Return each record word for word, keeping none of its pictures.

#### PROVIDED INFORMATION ####

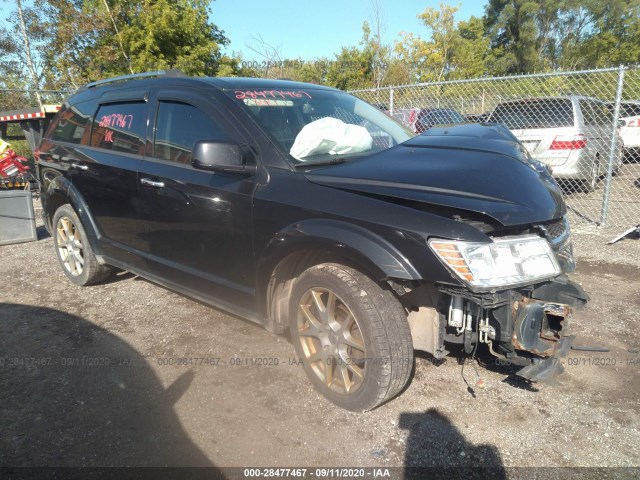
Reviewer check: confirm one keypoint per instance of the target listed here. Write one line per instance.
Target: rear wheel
(74, 251)
(352, 336)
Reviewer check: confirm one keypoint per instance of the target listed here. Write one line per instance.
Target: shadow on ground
(436, 449)
(73, 394)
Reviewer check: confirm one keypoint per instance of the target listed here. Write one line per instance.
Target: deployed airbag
(332, 136)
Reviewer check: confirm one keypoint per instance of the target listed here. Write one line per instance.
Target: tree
(472, 55)
(512, 27)
(431, 60)
(104, 38)
(22, 42)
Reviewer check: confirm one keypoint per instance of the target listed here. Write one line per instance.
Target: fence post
(613, 150)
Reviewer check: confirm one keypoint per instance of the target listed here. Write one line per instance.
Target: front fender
(62, 191)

####

OUTPUT OF THE TASK:
Reviewer check: confirm one keypoint per instance of the target listed here. Write one line per instance.
Target: rear wheel
(74, 251)
(352, 336)
Reviewer check: confirm one keypoint per instance of the target listed here. Write one line per instance.
Target: shadow on ground
(436, 449)
(73, 394)
Reviewer check: confirm one keypoint per instance of the target listed here. Write one line per instance.
Target: deployed airbag
(332, 136)
Reviewer check: confirm one keypoint per instance of the target listed here. Write one line per instance.
Target: tree
(472, 55)
(512, 27)
(431, 60)
(104, 38)
(22, 42)
Reviewer check: confirm one keypoint per instance of the target listed here. Write one line per instance.
Target: fence post
(613, 150)
Reviewer check: confirm one keypoint per instance of the target listed here. Write one line per instance.
Target: front fender
(62, 191)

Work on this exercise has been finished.